• [OBJECTIVE]: Please find every line below that contains the word "backpack", matching case exactly, and copy each of those lines in full.

start

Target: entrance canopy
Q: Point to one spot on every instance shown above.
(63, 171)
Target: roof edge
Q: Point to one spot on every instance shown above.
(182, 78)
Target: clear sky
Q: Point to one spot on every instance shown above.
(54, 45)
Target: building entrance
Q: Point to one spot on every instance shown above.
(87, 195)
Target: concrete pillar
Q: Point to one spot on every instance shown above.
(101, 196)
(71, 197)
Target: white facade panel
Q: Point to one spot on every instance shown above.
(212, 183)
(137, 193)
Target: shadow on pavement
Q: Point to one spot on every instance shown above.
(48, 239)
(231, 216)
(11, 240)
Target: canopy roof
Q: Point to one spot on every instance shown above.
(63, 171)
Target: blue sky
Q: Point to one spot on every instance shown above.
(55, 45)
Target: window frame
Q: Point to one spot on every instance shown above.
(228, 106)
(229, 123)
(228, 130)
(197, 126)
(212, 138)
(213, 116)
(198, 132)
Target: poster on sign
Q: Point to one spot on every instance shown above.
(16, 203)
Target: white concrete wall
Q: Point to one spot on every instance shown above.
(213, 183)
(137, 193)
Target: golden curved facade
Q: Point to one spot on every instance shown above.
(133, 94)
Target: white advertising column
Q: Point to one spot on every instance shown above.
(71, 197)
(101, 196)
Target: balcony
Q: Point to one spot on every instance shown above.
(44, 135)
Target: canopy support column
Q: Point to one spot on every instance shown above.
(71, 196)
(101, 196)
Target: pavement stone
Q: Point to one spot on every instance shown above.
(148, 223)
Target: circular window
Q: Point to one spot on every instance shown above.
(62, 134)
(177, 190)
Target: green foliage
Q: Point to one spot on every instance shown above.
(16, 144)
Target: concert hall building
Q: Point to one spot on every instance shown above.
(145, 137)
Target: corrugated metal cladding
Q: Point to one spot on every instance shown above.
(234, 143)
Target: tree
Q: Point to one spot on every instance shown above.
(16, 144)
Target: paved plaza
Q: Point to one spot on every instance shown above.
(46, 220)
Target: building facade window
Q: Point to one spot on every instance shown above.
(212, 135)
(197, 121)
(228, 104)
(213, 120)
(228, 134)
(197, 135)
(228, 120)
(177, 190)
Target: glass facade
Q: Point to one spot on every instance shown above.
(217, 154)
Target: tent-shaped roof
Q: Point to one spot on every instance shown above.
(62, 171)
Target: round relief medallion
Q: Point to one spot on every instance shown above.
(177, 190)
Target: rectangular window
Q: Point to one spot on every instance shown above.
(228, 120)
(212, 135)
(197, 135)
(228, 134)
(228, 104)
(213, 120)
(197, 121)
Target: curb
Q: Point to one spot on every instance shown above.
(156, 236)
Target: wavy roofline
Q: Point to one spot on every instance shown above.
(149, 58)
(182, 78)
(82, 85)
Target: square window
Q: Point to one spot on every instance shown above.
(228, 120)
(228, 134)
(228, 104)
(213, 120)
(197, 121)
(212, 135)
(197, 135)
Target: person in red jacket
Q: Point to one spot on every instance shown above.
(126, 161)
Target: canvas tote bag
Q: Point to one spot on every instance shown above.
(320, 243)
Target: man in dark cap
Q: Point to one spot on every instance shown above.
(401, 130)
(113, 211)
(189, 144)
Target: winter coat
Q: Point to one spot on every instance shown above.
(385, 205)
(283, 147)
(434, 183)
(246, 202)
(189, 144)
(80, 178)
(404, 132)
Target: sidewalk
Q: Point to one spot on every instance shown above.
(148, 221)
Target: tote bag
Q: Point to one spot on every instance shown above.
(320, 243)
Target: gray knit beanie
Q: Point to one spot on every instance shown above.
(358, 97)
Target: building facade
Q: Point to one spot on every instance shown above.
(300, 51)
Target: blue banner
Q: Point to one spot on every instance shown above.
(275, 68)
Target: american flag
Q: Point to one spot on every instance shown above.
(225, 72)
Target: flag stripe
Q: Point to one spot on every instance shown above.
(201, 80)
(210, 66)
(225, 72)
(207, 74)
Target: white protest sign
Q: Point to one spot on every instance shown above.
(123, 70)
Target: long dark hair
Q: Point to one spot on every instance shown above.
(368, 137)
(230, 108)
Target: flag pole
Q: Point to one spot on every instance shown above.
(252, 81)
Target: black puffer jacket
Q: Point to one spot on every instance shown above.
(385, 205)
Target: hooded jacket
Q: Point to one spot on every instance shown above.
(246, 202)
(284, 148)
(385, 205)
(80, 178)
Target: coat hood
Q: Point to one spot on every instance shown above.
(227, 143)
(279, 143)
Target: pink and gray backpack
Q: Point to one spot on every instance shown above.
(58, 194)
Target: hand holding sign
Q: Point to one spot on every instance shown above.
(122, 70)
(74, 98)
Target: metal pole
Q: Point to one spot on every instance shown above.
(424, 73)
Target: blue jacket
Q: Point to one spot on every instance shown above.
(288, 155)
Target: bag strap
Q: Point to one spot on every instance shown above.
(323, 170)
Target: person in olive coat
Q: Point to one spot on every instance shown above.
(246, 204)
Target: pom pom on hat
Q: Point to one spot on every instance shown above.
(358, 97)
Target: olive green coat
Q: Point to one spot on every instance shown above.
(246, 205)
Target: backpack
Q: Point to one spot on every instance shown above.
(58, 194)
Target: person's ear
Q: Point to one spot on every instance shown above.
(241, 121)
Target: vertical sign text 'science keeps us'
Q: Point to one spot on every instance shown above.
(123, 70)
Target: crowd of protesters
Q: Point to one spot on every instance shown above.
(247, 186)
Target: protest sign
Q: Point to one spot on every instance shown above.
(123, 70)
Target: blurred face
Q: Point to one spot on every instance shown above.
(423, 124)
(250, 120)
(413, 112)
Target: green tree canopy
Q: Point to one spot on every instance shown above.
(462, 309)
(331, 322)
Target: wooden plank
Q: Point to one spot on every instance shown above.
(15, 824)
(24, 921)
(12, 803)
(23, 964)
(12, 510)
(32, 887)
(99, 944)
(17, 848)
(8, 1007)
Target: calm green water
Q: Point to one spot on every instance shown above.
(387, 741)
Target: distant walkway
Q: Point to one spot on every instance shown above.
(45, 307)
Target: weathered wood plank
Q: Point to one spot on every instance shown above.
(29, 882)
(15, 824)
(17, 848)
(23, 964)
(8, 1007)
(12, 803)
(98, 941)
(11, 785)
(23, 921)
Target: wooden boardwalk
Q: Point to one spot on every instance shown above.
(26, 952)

end
start

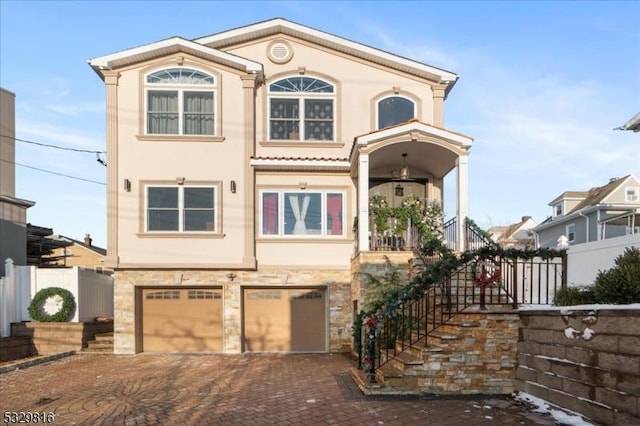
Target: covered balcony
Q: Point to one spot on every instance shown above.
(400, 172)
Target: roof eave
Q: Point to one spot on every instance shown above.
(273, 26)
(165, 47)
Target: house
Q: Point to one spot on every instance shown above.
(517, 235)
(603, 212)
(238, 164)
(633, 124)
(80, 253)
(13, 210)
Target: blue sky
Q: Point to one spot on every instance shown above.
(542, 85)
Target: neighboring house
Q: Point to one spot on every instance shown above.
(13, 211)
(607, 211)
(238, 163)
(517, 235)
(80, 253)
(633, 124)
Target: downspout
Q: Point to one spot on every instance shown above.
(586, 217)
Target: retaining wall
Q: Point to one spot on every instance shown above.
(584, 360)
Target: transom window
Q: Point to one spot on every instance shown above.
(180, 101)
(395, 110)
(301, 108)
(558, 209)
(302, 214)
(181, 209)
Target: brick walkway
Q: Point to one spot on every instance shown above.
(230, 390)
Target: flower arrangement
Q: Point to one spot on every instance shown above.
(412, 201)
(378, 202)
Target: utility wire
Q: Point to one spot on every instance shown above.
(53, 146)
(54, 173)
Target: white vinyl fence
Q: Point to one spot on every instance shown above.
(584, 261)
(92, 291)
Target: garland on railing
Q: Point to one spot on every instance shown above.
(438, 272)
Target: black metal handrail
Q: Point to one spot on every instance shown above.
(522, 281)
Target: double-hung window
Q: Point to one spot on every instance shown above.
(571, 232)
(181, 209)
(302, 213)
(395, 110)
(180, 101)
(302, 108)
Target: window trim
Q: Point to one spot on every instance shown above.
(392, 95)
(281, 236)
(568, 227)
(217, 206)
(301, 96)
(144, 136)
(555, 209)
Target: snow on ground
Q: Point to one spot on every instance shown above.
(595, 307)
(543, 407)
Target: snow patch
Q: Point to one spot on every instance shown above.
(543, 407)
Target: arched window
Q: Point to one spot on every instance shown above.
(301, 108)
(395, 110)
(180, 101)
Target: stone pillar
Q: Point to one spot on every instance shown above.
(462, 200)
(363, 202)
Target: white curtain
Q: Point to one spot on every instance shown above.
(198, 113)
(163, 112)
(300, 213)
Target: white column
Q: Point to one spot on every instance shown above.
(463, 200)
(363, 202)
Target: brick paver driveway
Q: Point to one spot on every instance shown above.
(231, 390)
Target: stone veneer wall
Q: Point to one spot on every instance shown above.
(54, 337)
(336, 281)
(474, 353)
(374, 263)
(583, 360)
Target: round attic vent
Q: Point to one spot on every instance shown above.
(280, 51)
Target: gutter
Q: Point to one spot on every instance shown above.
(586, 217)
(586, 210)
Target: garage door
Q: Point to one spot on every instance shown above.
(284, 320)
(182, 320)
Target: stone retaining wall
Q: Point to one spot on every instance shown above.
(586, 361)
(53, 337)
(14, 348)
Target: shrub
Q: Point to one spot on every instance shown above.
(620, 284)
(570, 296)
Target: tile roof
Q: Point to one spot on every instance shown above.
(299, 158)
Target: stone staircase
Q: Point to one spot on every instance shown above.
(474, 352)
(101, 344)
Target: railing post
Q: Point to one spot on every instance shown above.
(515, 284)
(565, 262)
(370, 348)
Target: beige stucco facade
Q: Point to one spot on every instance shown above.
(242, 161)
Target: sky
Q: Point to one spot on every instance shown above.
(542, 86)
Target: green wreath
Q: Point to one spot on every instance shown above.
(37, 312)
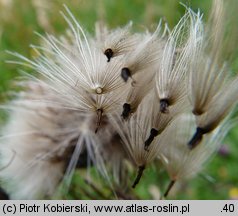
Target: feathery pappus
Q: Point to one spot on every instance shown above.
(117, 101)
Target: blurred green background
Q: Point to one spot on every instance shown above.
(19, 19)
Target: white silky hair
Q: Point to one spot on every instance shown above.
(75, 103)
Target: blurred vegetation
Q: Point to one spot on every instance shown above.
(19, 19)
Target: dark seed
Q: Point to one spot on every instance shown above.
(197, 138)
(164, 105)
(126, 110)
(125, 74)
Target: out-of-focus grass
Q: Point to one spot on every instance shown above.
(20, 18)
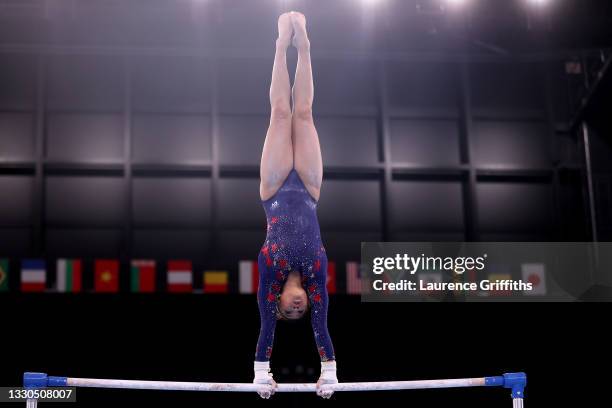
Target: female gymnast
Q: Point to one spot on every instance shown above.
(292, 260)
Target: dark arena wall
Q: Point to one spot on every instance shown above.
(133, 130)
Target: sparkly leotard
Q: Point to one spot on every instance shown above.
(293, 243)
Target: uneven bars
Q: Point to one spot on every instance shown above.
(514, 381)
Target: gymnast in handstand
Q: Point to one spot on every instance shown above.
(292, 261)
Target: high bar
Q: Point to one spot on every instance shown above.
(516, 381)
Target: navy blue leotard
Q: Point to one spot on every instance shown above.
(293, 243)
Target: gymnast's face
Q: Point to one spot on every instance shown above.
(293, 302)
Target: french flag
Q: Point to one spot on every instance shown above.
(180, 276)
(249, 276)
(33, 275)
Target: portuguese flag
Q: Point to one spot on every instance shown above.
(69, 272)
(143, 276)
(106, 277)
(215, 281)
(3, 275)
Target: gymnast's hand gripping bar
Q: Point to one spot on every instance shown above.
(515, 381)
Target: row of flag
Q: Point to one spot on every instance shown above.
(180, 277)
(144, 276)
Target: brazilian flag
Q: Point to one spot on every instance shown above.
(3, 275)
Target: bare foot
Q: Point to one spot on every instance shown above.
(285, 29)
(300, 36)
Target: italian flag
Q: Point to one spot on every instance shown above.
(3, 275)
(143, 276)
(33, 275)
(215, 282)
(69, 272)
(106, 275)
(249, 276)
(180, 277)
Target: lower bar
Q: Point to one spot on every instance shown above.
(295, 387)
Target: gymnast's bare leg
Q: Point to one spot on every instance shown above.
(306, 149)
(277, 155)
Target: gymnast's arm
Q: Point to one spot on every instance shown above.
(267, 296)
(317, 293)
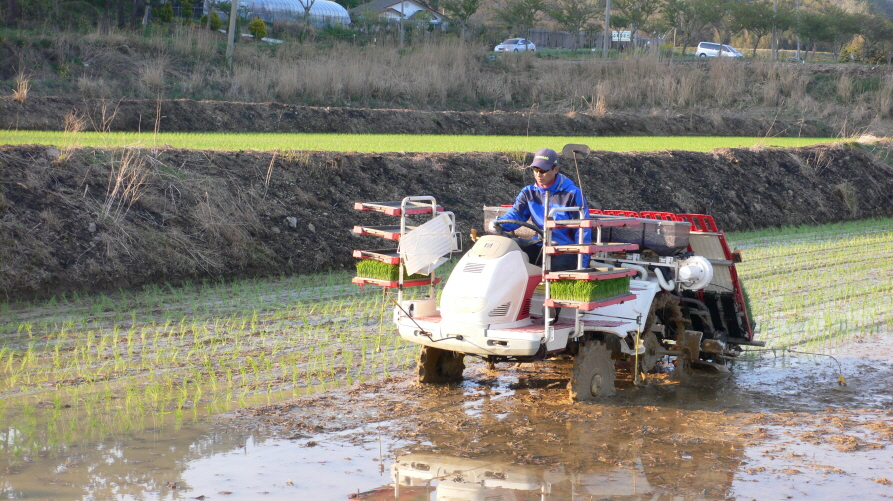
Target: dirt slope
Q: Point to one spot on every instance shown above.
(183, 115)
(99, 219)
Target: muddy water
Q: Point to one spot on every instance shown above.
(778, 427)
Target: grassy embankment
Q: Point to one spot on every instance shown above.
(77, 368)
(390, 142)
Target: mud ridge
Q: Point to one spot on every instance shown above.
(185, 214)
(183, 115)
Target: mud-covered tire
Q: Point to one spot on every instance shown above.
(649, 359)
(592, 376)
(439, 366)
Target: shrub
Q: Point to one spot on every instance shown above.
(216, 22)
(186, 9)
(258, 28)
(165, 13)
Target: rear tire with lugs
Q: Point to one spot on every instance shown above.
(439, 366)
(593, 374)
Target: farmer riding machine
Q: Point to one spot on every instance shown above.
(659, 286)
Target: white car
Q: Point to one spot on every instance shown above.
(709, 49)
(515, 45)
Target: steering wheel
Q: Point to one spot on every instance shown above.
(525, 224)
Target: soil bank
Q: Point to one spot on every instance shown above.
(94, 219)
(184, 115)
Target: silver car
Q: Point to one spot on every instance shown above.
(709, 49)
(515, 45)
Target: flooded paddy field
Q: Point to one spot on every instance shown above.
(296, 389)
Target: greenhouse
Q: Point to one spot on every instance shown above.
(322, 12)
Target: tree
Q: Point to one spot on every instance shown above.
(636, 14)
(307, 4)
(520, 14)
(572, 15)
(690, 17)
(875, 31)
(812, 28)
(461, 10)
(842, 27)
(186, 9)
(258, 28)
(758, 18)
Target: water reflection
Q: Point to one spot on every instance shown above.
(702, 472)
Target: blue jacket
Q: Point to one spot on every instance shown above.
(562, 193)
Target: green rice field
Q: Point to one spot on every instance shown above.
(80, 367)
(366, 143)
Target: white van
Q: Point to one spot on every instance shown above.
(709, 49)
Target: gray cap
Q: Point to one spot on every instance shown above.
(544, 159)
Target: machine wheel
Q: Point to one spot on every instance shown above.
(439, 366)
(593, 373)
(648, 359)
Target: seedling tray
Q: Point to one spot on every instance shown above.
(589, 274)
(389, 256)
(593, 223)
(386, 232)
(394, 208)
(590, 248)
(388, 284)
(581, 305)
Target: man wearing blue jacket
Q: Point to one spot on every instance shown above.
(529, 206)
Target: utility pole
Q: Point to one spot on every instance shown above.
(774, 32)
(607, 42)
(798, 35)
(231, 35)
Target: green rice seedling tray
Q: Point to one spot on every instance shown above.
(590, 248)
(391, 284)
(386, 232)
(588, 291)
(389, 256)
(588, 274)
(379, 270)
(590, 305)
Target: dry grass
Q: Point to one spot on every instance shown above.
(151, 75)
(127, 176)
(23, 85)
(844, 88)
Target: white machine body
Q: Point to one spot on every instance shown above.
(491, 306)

end

• [RESULT OF THE EXERCISE]:
Target: pink and gray backpack
Target: backpack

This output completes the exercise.